■ Article
○ ○ ○

With this latest batch, I upped the light Malt to 3/4 per gallon and fermented on 3 ounces of french oak, medium toast, then 2 ounces Hungarian oak in the secondary. The extra Malt seems to hide the higher alcohol, keeping a nice smooth drink.

Since I haven't used elderberries, I can't comment on the addition of them, but I do know that with 6 pounds of blackberries per gallon, you won't need the concentrate for body, it will stick to the side of your glass as it is.

The K1V1116 will also ferment out to 20 to 21 % under the right conditions. Mine is at a little over 19% right now, but will continue to ferment out over the next month or so in the secondary. Edit: You will ferment on the skins for close to 2 weeks from the time you throw the yeast till the day you rack into secondary at 1.010. Of course this is after you add sugar to bring the level back up. I start at 1.110, let it come down to 1.030 +- then add sugar back to 1.080, then let it come back to 1.020 +- which is were t will fizzle out at 20+% ABV.

*Edited by: jobe05 *


----------



## lockdude (Oct 17, 2007)

With say 25Lbs of blackberrys and 5 Lbs of elders,Its going to have tons of body.I wouldnt bother with trying to add more.I wouldnt use the 1118 because it has a kinda bland flavor profile.The 1116 is a better choice.If you feed it sugar in stages,and keep track of your additions,you will be able to get a high% wineeasily.I wouldnt start it at too high of a gravity because osmotic stress will weaken your yeast some,and if your going to feed it anyway,you might as well keep your yeast as happy as you can so it willget the high% that you want.Man it sure sounds good!I would ferment on the blackberrys for 7 days,but would only do the elders for 4 days.
lockdude*Edited by: lockdude *


----------



## Cracked Cork (Oct 18, 2007)

So in building a better blackberry/elderberry port K1=V1116 it is, always have good luck with this yeast anyway. I also have 3 lb of extra light dry malt extract to toss in. And some oakmor for the primary and chips or staves, toasted, for under glass. 

I was thinking to also steam extract the juice and then throw the skins back in, the wife got one of those juicers and it seems I get a gallon of juice for every 10lb of berries. Could even possibly go 100% berry juice upping the berries to 35 blackberry and 15 elderberries?

Crackedcork


----------



## lockdude (Oct 18, 2007)

Its sounding better all the time!!! the dried malt will make it rich.
lockdude


----------



## Cracked Cork (Oct 19, 2007)

We been thinking of maybe going more traditional style, fermenting with a weaker yeast from 1.100 to 1.04 and then hitting it with everclear. Does that sound more in line with traditional port winemaking? Crackedcork


----------



## Waldo (Oct 19, 2007)

Cracked, I would highly recommend getting a WYeast liquid yeast for Port. I don't think George handles it but maybe he could get it for you or you can Google for a location to purchase it.


----------



## Cracked Cork (Oct 19, 2007)

Hi Waldo, I have never used a liquid yeast before, always just made my own, what is so special about this one?
Thanks
Crackedcork


----------



## Waldo (Oct 19, 2007)

○ ○ ○

■ Direction 1
Copy out only the entries starting at the line containing "Please annotate the foliage" and ending at the line containing "<point>161,157</point>", renaming "one per line" to "each on its own line" everywhere and leaving everything else unchanged.
■ Direction 2
Write what comes next in the forum thread about making blackberry and elderberry port, picking up from where it stops.

[Entries from a dataset]
○ ○ ○

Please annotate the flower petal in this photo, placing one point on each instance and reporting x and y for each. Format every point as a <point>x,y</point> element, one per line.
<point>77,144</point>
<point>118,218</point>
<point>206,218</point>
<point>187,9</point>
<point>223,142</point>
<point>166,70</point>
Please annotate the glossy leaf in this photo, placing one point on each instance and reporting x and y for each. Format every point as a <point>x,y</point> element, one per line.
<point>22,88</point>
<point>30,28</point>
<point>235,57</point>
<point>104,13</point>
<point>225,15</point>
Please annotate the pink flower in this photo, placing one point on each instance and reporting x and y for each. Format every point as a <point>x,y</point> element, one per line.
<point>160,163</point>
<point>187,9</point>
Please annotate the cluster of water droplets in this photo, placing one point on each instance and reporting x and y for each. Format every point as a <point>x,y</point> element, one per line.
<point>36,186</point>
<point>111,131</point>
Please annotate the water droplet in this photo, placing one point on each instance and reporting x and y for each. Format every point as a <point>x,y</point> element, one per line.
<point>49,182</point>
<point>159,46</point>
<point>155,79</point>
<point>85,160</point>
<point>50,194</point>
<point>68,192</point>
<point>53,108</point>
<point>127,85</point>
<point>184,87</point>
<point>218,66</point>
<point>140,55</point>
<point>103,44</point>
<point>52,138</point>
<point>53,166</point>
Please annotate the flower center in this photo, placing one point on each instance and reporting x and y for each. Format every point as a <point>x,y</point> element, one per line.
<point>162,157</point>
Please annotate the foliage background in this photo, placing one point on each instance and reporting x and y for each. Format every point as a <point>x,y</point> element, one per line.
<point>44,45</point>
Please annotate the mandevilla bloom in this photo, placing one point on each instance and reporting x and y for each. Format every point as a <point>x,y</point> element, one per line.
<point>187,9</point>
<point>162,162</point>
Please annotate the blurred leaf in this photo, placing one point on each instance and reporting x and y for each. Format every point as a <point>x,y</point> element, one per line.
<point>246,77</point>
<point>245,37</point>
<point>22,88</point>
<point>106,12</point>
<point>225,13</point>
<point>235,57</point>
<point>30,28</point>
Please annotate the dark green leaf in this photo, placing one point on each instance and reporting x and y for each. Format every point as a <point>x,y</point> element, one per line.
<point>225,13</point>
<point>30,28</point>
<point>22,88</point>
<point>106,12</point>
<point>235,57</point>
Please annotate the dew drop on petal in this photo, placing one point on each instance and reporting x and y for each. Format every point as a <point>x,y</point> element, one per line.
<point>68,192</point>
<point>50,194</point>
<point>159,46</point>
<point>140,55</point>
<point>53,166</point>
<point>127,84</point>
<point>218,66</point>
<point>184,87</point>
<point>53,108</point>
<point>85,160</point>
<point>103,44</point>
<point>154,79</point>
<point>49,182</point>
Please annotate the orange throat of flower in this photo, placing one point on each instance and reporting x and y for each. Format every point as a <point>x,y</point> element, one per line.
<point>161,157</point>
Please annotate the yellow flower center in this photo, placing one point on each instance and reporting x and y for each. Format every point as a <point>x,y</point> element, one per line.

○ ○ ○

■ Written response 1
Please annotate the foliage background in this photo, placing one point on each instance and reporting x and y for each. Format every point as a <point>x,y</point> element, each on its own line.
<point>44,45</point>
Please annotate the mandevilla bloom in this photo, placing one point on each instance and reporting x and y for each. Format every point as a <point>x,y</point> element, each on its own line.
<point>187,9</point>
<point>162,162</point>
Please annotate the blurred leaf in this photo, placing one point on each instance and reporting x and y for each. Format every point as a <point>x,y</point> element, each on its own line.
<point>246,77</point>
<point>245,37</point>
<point>22,88</point>
<point>106,12</point>
<point>225,13</point>
<point>235,57</point>
<point>30,28</point>
Please annotate the dark green leaf in this photo, placing one point on each instance and reporting x and y for each. Format every point as a <point>x,y</point> element, each on its own line.
<point>225,13</point>
<point>30,28</point>
<point>22,88</point>
<point>106,12</point>
<point>235,57</point>
Please annotate the dew drop on petal in this photo, placing one point on each instance and reporting x and y for each. Format every point as a <point>x,y</point> element, each on its own line.
<point>68,192</point>
<point>50,194</point>
<point>159,46</point>
<point>140,55</point>
<point>53,166</point>
<point>127,84</point>
<point>218,66</point>
<point>184,87</point>
<point>53,108</point>
<point>85,160</point>
<point>103,44</point>
<point>154,79</point>
<point>49,182</point>
Please annotate the orange throat of flower in this photo, placing one point on each instance and reporting x and y for each. Format every point as a <point>x,y</point> element, each on its own line.
<point>161,157</point>

■ Written response 2
It is developed especially for making Ports. Worked great on mine. Here is where I bought mine 
http://www.annapolishomebrew.com/shopWYwine.asp*Edited by: Waldo *


----------



## s.arkvinomaker (Oct 24, 2007)

Another way you may think about making this wine is making each sepatately and blend the two just before bottling so as to control the 
flavor that best suites you. I've done this myself with great results.


----------



## s.arkvinomaker (Oct 24, 2007)

Hi there Cracked Corn,
I would be interested on any info on the steamer. I've heard others
mentioned they use a steamer at Winefest. I'm sorry I don't know your real name. Mine is David.


----------



## Waldo (Oct 25, 2007)

Those steamers work great in extracting the juices from the fruits David. When you make it up this way i will give you a hands on demo


----------



## Cracked Cork (Oct 25, 2007)

Waldo would be the man to ask. Waldo, you ever have any problems clearing your steam extracted wines? Do any of them give any special problems being steamed that are not usually a problem using fresh fruit?

Crackedcork


----------



## Waldo (Oct 26, 2007)

Have not experienced any myself Cracked. If anything I feel it helps the fruit wines clear better as well as quicker.


----------



## lockdude (Dec 17, 2007)

Any updates?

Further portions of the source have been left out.